## What is required
Wherever the listing has a line with the string "stainless", copy that line out.

## Data for the task
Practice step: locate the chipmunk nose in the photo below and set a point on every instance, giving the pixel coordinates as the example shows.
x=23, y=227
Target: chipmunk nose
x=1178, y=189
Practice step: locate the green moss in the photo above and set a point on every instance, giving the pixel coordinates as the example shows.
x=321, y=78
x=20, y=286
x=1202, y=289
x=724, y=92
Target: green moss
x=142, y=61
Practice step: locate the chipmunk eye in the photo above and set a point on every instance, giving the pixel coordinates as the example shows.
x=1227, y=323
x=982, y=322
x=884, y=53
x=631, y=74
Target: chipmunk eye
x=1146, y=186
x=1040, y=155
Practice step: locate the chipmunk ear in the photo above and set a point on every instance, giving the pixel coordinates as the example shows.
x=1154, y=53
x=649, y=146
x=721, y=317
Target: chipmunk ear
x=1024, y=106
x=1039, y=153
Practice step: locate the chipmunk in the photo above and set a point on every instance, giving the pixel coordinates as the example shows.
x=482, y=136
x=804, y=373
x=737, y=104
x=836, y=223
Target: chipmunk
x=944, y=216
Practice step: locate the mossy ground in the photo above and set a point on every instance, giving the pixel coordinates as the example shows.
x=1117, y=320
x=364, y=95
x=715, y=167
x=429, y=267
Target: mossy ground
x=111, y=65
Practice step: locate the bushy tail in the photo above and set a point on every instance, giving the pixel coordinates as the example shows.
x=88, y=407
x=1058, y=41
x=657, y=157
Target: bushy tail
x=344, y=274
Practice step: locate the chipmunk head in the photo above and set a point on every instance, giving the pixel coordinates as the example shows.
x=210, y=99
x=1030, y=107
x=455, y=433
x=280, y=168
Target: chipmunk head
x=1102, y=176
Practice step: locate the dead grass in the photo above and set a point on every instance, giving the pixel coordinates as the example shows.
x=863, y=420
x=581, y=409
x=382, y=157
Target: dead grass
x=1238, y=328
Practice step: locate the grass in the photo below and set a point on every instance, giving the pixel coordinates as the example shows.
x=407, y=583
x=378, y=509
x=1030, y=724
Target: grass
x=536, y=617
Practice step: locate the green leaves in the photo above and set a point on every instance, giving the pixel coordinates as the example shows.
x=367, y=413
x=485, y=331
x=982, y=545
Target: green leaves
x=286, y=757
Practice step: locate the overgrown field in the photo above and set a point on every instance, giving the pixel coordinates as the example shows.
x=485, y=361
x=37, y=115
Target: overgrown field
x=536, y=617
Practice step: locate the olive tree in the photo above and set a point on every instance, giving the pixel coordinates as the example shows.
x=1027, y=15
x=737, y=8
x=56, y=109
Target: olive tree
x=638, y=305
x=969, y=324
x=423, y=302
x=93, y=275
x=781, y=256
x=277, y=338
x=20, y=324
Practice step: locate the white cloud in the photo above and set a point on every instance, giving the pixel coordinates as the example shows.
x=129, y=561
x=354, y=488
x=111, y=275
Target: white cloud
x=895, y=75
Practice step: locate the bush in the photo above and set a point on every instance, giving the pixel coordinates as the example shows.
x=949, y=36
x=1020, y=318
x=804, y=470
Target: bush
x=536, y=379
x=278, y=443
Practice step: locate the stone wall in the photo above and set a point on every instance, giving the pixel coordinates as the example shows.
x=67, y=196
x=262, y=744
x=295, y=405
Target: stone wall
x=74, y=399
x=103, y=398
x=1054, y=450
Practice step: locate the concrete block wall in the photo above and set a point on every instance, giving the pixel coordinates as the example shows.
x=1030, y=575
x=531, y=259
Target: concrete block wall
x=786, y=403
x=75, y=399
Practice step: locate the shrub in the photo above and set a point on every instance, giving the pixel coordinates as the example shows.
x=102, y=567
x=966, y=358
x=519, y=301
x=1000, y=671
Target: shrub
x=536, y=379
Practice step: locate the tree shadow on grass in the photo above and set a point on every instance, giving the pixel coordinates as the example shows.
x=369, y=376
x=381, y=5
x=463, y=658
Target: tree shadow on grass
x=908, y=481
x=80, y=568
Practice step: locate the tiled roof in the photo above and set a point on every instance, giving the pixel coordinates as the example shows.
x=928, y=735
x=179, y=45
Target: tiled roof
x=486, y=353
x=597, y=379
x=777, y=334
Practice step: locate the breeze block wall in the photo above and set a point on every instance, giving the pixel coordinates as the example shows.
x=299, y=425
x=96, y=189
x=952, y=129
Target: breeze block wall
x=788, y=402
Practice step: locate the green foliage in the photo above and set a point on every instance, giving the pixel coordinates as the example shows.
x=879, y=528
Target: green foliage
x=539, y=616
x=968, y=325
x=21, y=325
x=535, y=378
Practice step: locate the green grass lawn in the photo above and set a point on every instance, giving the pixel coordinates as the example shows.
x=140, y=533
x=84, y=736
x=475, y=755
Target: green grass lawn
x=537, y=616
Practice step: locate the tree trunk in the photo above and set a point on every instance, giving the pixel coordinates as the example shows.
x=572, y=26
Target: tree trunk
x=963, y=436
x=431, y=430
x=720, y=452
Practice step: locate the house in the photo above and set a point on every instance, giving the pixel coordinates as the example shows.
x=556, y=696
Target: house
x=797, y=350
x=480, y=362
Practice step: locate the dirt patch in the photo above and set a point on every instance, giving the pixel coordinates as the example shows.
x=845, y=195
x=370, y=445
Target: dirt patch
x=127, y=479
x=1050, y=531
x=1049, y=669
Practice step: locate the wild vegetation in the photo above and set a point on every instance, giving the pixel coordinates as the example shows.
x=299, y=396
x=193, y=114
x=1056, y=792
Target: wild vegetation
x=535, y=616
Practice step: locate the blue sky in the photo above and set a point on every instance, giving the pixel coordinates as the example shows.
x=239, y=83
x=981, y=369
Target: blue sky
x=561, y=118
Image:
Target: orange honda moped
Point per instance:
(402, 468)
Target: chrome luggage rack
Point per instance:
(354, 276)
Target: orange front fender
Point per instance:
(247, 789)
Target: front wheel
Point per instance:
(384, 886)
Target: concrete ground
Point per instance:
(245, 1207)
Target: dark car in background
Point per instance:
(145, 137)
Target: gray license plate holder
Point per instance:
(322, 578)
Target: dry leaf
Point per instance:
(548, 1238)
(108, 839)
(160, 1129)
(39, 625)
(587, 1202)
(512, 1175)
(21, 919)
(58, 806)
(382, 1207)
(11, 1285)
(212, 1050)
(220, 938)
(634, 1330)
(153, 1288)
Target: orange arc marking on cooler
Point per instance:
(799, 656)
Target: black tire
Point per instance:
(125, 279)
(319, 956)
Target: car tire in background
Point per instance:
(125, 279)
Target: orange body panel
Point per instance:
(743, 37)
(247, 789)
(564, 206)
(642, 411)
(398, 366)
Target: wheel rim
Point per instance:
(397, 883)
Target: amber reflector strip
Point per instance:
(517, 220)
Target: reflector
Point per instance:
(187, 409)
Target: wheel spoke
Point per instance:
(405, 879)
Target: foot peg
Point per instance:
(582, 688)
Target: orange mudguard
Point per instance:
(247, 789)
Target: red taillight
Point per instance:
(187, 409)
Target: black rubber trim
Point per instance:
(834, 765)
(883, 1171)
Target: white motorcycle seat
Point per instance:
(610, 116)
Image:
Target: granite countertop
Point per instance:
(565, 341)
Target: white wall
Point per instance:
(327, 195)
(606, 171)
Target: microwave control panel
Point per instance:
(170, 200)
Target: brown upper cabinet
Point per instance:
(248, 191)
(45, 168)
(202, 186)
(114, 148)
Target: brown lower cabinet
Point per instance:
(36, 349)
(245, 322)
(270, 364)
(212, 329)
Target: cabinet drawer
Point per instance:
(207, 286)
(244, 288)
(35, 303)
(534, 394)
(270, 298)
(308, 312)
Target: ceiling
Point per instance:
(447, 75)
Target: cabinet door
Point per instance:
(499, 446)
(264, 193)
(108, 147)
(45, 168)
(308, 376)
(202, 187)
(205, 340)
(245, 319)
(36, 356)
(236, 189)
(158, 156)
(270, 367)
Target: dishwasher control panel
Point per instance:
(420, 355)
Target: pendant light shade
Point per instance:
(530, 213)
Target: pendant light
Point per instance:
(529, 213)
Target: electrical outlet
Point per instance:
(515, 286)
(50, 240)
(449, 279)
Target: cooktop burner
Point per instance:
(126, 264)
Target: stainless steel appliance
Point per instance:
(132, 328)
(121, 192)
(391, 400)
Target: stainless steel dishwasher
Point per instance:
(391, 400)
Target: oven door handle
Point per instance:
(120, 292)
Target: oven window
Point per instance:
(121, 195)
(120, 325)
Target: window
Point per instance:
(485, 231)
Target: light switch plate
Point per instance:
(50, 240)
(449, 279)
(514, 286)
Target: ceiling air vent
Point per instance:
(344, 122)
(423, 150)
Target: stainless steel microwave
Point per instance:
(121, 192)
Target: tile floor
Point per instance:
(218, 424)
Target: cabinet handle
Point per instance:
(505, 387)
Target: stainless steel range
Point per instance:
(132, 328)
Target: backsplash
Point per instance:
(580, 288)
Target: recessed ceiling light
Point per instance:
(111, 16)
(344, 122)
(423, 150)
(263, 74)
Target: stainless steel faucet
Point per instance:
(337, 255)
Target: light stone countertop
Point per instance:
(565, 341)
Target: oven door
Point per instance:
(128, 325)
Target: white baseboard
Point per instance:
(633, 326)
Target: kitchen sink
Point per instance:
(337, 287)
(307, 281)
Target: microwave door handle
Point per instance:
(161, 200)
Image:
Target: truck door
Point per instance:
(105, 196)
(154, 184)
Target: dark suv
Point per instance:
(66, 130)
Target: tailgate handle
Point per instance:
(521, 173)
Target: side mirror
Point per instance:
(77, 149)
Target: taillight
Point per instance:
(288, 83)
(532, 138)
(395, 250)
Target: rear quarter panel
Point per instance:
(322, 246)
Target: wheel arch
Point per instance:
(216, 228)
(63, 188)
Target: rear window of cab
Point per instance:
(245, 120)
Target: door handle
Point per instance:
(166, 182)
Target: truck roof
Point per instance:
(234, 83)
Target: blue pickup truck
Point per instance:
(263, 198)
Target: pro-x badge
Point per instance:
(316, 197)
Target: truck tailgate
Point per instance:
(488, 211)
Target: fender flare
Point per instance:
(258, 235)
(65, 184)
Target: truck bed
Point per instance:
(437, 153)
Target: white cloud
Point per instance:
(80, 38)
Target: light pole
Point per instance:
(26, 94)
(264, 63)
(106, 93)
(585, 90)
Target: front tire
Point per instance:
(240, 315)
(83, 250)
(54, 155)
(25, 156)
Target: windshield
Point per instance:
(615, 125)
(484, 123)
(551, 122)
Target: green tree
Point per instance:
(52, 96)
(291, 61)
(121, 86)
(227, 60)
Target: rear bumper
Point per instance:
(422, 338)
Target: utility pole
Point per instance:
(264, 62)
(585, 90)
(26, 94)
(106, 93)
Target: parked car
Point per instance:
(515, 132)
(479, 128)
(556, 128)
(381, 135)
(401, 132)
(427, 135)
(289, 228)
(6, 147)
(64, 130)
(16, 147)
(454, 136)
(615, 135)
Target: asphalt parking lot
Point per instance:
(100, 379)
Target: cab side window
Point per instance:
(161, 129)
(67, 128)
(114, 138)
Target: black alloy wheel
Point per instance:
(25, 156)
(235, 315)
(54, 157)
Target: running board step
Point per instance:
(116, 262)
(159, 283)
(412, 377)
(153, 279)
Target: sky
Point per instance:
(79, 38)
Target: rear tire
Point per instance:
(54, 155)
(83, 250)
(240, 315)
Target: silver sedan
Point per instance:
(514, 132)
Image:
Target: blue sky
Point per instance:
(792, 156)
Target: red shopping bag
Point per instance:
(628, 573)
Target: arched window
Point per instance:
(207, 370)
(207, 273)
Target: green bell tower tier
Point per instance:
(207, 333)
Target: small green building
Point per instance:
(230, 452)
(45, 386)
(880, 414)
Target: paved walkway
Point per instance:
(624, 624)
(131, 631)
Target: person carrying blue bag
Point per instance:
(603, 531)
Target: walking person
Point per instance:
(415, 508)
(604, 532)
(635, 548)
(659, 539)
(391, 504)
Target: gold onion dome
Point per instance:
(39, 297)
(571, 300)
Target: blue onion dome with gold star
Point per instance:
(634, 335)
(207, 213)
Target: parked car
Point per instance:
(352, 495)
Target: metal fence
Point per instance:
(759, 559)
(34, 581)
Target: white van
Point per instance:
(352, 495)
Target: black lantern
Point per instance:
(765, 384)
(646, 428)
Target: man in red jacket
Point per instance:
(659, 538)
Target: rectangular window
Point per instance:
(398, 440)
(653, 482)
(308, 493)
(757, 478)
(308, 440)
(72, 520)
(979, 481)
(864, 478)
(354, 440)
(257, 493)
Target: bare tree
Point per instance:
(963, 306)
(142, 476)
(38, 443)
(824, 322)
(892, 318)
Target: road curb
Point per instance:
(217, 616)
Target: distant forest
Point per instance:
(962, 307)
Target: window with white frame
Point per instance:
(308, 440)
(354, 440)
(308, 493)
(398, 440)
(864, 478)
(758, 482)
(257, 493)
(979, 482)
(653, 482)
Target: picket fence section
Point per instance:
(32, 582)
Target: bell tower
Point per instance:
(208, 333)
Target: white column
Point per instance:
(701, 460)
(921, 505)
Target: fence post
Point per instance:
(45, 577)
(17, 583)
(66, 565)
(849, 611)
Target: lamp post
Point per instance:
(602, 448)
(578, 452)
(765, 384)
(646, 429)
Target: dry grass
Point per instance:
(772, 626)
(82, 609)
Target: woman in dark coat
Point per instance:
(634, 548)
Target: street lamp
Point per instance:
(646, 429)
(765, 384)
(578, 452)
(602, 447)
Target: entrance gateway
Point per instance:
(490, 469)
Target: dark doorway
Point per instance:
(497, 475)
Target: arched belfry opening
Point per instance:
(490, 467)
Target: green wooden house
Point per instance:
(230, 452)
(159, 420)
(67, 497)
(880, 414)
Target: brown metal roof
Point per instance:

## Completed exercise
Target: stainless steel appliance
Target: stainless steel dishwasher
Target: stainless steel microwave
Target: stainless steel range
Target: stainless steel faucet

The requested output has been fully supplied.